* **WHAT NEEDS TO BE DONE**
In the excerpt on UAV swarms below, what method is used to optimize the weight parameters for combining the fused information?

Elevating Swarm Efficiency via Neural Networks and Reinforcement Learning

In a bid to optimize the potential of UAV swarms, the experiment in the article uses an additional layer of sophistication. This method has been already used in other experiments [3], but not yet in UAV swarms. Building upon the foundation of heterogeneous UAV swarms, an advanced layer is injected into the equation: the fusion of neural networks and reinforcement learning. The goal is clear - to construct a system capable of intelligently distributing distinct UAV types within the swarm, orchestrating their collaboration to achieve optimal performance for specific tasks.

Heterogeneous UAV swarms

There are already researches on the topic of heterogeneous UAV swarms [4]. The proposed role-based MADDPG algorithm is the base of this research. It not only enables the tracking of multiple targets but also fosters exploration for undiscovered targets via a Voronoi-based rewarding policy. The algorithm's effectiveness is demonstrated through comprehensive implementation, testing, and validation in a simulation environment. Following this, the approach is assessed using a real-world multi-robot system featuring micro drones.

For the experiment the Python gym library was used. This library was created by OpenAI Company. And it has one advancement in comparison between the other methods - it has the possibility to add custom environments [5].

Decentralized decision-making algorithm

The study [6] introduces the Information-Fusion based Decentralized Swarm Decision Algorithm (IFDSDA) for coordinating UAV swarms in situations of communication interference or failure. Each UAV uses a monocular camera to perceive the area ahead, and the IFDSDA employs an information fusion strategy to integrate communication and visual perception data. This enables UAVs to effectively utilize different information in the absence of communication. The decentralized swarm decision module, controlling each UAV, generates heading orientation based on the fused information and basic action rules. Weight parameters for the combination are optimized using a heuristic genetic algorithm offline. Simulations demonstrate the proposed method's effectiveness, scalability, and robustness compared to the ISOA method and its variant. The study [6] aims to reduce swarm dependence on network communication and enhance adaptability in complex battlefield environments.

* **ENTRIES SHOWN**
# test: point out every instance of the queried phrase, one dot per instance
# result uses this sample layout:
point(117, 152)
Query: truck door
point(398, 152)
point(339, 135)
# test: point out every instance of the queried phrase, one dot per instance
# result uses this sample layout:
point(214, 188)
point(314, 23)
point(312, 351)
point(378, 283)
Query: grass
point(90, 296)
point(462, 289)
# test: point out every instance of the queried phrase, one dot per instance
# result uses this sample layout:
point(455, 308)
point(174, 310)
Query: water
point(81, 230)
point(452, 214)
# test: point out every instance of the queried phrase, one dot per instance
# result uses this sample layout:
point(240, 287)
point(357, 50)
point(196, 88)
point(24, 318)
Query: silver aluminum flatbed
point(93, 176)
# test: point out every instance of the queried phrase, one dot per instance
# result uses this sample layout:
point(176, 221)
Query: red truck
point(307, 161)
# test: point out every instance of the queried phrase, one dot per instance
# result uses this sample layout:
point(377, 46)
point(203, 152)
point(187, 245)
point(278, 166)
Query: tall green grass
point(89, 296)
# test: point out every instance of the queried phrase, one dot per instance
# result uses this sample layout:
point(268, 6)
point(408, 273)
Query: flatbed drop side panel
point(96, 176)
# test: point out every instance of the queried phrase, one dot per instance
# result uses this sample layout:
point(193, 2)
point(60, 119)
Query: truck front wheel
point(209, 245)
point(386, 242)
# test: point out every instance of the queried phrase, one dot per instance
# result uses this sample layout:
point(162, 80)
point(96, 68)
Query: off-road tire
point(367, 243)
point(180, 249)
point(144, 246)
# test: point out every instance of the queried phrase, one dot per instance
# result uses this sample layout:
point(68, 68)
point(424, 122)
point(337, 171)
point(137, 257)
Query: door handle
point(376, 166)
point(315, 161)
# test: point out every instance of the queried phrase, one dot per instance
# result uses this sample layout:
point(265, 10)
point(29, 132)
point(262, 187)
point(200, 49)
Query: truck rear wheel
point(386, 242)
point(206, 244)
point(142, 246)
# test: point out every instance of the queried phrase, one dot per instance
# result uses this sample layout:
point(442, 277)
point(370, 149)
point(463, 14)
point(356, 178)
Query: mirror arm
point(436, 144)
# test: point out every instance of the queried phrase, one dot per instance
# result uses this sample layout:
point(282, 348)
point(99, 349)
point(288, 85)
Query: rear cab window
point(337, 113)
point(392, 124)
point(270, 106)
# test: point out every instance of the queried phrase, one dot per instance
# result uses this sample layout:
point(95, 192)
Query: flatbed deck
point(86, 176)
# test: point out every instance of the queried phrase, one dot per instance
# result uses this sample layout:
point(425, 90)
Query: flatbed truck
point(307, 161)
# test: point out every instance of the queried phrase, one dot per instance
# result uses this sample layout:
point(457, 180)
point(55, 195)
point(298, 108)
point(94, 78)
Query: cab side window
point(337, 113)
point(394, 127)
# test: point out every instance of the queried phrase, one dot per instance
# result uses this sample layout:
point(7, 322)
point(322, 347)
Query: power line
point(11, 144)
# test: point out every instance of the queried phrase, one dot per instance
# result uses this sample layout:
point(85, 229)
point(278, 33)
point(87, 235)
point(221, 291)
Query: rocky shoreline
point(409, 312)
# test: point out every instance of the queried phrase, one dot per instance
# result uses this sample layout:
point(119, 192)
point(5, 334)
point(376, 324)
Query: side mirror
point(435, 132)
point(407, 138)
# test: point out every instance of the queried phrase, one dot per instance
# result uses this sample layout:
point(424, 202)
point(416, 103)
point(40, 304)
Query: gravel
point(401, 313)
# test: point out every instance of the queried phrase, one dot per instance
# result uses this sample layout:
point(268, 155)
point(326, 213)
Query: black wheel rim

* **RESULT OF THIS TASK**
A heuristic genetic algorithm, run offline.